**WHAT THE TASK ASKS**
Could you set down exactly the lines in the records below between the line holding "Target = silver wheel rim" and the line holding "Target = taillight", inclusive?

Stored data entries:

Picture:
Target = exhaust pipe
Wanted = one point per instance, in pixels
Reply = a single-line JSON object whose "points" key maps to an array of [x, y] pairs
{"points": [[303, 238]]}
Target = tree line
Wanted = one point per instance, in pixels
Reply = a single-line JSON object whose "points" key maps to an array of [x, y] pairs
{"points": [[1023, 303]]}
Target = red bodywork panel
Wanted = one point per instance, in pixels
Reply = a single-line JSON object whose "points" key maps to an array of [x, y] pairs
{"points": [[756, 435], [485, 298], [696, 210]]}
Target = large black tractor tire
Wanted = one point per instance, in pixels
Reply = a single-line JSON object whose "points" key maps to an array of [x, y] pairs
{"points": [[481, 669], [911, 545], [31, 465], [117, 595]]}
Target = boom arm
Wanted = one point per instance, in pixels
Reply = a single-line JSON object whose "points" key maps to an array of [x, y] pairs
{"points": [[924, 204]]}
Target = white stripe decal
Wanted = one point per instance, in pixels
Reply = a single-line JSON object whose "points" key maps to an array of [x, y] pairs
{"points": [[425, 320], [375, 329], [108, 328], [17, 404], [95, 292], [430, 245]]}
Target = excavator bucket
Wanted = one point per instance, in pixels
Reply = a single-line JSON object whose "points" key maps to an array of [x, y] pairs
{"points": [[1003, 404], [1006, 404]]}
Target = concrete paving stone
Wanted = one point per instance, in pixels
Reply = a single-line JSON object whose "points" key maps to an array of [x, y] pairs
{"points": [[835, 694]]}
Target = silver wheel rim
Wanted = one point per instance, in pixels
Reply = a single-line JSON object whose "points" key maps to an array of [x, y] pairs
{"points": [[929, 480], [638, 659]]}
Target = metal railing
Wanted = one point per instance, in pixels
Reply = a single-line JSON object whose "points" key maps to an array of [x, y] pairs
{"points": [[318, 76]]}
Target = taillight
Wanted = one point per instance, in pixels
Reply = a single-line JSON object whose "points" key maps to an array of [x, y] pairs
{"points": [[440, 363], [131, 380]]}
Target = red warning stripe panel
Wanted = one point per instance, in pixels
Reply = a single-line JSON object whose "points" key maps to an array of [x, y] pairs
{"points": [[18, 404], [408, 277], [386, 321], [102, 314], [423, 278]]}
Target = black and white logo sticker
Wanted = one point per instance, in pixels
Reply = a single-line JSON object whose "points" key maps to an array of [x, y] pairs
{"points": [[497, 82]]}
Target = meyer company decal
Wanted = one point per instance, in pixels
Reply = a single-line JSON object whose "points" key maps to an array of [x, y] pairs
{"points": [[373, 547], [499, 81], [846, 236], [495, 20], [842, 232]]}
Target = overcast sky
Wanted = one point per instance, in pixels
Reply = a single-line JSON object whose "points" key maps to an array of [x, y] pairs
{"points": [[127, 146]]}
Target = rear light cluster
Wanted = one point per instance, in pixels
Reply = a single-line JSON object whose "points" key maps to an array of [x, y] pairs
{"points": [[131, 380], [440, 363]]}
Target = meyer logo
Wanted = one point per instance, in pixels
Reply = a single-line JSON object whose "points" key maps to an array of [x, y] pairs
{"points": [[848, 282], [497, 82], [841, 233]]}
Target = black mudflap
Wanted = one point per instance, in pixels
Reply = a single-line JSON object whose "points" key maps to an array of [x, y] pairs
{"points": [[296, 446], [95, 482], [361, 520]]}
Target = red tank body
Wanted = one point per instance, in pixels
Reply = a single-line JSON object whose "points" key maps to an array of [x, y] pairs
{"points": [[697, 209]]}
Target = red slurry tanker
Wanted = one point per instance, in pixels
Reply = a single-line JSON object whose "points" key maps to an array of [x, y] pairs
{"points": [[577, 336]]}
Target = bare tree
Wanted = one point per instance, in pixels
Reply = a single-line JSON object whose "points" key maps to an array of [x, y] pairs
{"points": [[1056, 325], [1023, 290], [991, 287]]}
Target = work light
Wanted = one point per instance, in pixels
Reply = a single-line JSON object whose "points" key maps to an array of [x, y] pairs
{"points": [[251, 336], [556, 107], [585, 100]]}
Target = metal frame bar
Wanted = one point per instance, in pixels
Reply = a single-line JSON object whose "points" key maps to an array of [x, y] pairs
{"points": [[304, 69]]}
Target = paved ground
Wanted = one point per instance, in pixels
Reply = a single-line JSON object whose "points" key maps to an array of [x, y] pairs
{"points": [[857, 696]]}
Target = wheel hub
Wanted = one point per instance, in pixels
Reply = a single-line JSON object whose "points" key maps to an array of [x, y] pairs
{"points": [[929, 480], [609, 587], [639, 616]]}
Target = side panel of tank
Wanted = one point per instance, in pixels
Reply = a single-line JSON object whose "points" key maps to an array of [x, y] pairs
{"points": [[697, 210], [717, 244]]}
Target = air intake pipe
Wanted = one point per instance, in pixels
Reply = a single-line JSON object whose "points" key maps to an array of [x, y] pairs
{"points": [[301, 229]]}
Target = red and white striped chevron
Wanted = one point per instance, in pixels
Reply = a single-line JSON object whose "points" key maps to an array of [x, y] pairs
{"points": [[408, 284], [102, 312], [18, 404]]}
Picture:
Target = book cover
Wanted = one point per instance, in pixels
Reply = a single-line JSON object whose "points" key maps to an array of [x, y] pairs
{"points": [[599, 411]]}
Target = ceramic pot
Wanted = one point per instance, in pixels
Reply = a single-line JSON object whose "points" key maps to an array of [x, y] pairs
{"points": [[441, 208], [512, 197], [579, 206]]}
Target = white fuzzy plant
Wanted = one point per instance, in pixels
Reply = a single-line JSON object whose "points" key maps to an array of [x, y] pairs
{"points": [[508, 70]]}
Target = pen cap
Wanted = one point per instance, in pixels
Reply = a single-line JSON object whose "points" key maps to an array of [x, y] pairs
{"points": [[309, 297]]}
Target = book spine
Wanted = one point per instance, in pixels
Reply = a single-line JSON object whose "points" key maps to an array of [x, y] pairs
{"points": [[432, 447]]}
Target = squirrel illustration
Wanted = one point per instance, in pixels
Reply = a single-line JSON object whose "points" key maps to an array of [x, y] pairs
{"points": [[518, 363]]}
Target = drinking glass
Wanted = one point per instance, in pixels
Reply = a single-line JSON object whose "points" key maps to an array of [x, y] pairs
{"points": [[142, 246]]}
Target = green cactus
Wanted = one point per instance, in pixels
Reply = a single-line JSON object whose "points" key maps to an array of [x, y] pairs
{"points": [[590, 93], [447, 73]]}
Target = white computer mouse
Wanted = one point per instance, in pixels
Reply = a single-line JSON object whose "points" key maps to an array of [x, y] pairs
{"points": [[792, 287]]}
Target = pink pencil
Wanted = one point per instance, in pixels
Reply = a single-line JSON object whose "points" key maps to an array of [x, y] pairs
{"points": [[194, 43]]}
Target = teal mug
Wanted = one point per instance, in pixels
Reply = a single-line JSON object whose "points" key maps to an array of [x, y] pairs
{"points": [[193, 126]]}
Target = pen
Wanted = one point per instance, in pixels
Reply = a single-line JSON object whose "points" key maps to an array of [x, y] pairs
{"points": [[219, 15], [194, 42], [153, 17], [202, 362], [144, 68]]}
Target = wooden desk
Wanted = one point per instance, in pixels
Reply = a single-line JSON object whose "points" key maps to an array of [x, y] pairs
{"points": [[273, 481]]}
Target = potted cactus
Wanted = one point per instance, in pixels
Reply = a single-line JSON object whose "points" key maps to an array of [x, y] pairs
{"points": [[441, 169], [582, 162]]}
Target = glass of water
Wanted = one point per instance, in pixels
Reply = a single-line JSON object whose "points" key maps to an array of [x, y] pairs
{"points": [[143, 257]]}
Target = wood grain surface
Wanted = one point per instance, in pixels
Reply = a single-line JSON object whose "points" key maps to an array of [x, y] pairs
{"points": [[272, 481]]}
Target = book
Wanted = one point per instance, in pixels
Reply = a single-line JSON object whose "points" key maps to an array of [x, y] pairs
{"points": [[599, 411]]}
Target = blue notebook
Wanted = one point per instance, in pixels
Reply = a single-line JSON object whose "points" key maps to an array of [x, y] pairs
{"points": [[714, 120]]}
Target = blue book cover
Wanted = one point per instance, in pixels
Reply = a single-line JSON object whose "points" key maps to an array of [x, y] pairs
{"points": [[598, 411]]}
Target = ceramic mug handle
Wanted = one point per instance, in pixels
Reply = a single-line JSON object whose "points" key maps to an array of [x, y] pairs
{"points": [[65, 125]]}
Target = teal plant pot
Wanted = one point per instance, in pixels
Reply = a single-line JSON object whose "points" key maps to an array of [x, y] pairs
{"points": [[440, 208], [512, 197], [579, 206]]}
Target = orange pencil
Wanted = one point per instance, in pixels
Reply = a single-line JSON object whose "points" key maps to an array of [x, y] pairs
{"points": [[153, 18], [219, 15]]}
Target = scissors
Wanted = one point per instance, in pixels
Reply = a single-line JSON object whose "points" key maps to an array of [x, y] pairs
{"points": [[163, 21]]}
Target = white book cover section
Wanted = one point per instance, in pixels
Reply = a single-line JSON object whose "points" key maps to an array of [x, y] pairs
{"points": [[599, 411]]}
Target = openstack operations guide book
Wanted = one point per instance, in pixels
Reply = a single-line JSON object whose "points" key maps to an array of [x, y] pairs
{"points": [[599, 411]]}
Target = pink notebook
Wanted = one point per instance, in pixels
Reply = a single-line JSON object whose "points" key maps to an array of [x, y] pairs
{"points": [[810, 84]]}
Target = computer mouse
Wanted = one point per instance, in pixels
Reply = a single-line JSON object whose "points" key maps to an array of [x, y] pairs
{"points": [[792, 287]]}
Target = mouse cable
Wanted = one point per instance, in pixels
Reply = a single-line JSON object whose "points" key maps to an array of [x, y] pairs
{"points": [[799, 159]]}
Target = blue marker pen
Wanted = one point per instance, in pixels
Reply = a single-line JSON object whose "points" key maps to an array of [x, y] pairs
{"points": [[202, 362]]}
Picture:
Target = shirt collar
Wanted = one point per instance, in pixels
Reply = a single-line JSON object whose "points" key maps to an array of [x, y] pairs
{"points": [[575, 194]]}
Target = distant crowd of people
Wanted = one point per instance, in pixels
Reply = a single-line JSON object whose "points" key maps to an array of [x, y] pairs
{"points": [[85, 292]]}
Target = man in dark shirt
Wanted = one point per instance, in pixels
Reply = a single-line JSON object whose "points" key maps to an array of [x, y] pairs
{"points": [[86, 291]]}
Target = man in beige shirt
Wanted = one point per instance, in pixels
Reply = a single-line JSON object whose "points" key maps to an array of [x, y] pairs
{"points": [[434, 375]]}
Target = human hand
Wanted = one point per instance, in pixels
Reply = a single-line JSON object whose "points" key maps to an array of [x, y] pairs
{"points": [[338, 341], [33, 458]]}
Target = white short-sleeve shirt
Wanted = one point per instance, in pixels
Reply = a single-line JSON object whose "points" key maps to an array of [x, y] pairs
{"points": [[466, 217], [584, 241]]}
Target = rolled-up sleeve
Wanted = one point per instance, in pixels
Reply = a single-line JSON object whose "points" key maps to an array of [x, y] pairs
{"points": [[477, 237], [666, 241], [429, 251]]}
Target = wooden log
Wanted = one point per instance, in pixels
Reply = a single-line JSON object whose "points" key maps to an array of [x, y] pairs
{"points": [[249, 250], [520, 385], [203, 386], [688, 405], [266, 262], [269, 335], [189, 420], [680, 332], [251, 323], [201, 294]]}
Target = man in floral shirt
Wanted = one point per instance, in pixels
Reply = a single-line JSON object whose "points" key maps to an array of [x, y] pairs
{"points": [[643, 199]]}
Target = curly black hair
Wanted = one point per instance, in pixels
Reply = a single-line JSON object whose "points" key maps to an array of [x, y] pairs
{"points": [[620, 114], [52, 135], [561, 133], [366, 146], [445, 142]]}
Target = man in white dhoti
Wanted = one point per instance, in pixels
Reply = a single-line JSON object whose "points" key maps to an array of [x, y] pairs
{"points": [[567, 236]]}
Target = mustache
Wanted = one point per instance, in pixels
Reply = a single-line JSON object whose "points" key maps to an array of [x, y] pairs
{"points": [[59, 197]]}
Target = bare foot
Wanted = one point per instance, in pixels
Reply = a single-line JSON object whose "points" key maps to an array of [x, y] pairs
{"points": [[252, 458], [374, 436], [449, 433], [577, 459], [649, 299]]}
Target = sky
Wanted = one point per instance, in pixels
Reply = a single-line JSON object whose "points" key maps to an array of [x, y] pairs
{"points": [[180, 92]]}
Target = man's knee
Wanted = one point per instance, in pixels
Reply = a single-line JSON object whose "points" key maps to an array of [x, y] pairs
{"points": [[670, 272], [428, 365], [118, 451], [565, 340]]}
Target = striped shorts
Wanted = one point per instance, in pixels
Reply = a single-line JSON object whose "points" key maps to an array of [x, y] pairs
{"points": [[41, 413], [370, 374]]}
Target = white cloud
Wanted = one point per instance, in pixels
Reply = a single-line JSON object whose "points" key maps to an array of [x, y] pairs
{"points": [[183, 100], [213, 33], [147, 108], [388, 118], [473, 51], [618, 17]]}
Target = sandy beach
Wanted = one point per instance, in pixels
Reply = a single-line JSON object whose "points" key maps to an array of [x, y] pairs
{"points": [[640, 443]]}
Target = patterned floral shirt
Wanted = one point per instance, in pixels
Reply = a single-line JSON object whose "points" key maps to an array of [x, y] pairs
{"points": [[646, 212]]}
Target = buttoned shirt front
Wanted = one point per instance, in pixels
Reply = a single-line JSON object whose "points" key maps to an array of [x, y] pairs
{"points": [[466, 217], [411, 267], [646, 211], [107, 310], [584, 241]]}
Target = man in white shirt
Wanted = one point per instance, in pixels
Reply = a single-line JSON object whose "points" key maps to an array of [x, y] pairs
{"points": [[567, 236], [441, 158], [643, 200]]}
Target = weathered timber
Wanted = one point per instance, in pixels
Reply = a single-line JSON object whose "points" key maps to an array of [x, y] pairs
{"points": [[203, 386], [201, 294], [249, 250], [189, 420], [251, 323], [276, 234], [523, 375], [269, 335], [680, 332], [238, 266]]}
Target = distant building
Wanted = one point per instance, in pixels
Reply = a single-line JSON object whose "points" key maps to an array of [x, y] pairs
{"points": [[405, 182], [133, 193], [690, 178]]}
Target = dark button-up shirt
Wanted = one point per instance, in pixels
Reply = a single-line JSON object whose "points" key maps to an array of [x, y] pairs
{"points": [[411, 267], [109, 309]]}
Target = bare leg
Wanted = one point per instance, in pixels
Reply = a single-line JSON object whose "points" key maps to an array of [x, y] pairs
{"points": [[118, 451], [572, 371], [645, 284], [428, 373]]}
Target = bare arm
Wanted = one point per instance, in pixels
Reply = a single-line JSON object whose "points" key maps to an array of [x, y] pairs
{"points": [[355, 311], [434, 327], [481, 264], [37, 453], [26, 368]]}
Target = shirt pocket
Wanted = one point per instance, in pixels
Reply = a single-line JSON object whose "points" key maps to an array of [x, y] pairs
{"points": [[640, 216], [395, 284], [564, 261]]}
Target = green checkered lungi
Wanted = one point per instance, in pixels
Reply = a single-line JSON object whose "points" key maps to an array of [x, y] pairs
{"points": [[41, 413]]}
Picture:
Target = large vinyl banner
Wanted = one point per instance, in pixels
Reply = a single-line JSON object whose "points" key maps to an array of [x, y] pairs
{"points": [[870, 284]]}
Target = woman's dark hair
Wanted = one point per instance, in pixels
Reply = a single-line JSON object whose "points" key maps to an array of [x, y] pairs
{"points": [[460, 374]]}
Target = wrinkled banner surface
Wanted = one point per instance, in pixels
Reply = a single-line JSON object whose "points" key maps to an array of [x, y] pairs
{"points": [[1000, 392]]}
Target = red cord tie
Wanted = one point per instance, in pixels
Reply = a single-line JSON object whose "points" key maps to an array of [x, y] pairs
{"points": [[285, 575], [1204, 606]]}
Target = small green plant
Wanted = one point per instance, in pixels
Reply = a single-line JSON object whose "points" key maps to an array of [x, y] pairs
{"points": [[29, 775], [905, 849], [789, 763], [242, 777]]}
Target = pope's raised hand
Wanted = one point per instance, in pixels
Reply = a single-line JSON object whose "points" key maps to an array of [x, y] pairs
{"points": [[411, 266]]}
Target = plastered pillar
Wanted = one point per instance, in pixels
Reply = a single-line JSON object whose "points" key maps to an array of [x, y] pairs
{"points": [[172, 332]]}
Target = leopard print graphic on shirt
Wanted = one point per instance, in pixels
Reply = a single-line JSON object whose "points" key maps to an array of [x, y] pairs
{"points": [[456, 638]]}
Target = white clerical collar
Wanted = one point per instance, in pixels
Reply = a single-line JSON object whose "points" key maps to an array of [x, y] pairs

**SOLUTION FOR THIS TASK**
Target = silver wheel rim
Wanted = one point per instance, in pixels
Reply = a single-line JSON object whose "points" key maps to an array of [x, y] pairs
{"points": [[929, 480], [638, 659]]}
Target = metal railing
Wanted = one point per instance, in pixels
Reply = a single-line JSON object whose "points" key maps to an array of [x, y] pairs
{"points": [[318, 76]]}
Target = taillight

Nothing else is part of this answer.